> **AUFGABEN**
1. Nenne alle Teppichfarben, die im Textauszug aufgezählt werden.
2. Schreibe den Abschnitt des Textauszugs neu, der mit den Worten „Irgendjemand hatte wegen“ beginnt und mit „etwas anderes auftut.“ endet, und setze dabei „Arbeitsplatz“ an die Stelle von „Job“.

> **TEXTAUSZUG**
Das find ich ja suess.
Irgendjemand hatte wegen eines moeglichen Umzug in eine Wohung gefragt. Mein Mann hat gerade erst einen Job gefunden und hat eine 3-monatige Probezeit. Der Job ist okay, aber der ist fuer den Uebergang gedacht bis sich hoffentlich bald etwas anderes auftut.
Im Moment ist es also noch recht riskant jetzt schon auszuziehen.
Wie lange wir hier bleiben werden? Wenn wir mal optimistisch bleiben, sind wir wahrscheinlich noch bis zum Sommeranfang hier, aber das ist meinem Mann schon wieder viel zu lange.
Thanksgiving und Weihnachten wollen wir schon in den eigenen 4 Waenden feiern.
Ich werde also schon noch ein paar Monate hier im Chaos leben und mit Sicherheit gibt's dann noch das ein und andere Erlebnis. Ich hoff's ja eigentlich nicht, aber ich werde es auch nicht verhinden koennen. *seufz*
Anbei mal mein erstes Thanksgivingerlebnis hier drueben.
Thanksgiving…..ja, was stellt man sich darunter vor? Dank meiner Arbeit (Dining Facility auf einer US-Base) hab ich natuerlich schon die grosse Version kennenlernen und vorbereiten duerfen.
Laut der Erzaehlungen amerikanischer Kollegen ein schoenes Fest im Familienkreis. Wie Weihnachten, nur ohne Geschenke und wenn man Glueck hat mit irgendeinem Streit.
Selbst zubereitet haben wir natuerlich auch mal so ein Festessen, und entsprechend gespannt war ich also auf die Art und Weise, wie es nun die Schwiegereltern zelebrieren wuerden.
Ich muss dazu sagen, dass Thanksgiving bei den Schwiegereltern einen Tag vorher gefeiert wird. Irgendwie scheinen in der Familie alle geschieden zu sein, und damit man sich nicht zwischen zig Familienmitglieder zerreissen muss, isst man das Thanksgivingmahl hier eben einen Tag frueher.
Eine Woche vorher gab es von den Schwiegereltern die Anweisung, dass wir die Boeden saugen sollten (eine Frage an dieser Stelle…gibt es eigentlich auch eine andere Teppichfarbe, ausser beige, dunkelbeige, hellbeige?), danach durchwischen. Grossputz stand an.
Meine Frage, wieso wir schon eine Woche vorher den Boden saugen und durchwischen sollten, wurde mit folgendem beantwortet:
Damit es erledigt ist.
Hatte ich schon die 3 Hunde erwaehnt? Dann gaebe es da noch 2 kleine Kinder und uns 4 Erwachsene…haaallooo?
Wir haben es dann tatsaechlich geputzt. Wir, das waeren mein Mann und ich. Wer jetzt glaubt, dass Schwiegis da jetzt munter mitgemischt und gewischt haben.

> **DATENSATZAUSZUG**
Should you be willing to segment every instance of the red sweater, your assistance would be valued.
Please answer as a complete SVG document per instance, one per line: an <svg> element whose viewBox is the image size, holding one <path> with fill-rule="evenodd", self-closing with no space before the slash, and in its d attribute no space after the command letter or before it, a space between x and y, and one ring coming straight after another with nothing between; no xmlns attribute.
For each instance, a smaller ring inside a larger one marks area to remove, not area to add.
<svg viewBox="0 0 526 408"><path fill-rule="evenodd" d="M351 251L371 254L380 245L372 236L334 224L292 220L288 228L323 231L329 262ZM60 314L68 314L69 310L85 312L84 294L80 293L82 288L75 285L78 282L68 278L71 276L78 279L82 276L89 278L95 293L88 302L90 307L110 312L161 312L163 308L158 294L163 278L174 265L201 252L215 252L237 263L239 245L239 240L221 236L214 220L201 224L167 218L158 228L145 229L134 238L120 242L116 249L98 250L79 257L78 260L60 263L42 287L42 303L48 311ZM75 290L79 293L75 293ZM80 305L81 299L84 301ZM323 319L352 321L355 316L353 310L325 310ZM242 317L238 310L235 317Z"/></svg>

> **LÖSUNGEN**
1. beige, dunkelbeige, hellbeige

2.
Irgendjemand hatte wegen eines moeglichen Umzug in eine Wohung gefragt. Mein Mann hat gerade erst einen Arbeitsplatz gefunden und hat eine 3-monatige Probezeit. Der Arbeitsplatz ist okay, aber der ist fuer den Uebergang gedacht bis sich hoffentlich bald etwas anderes auftut.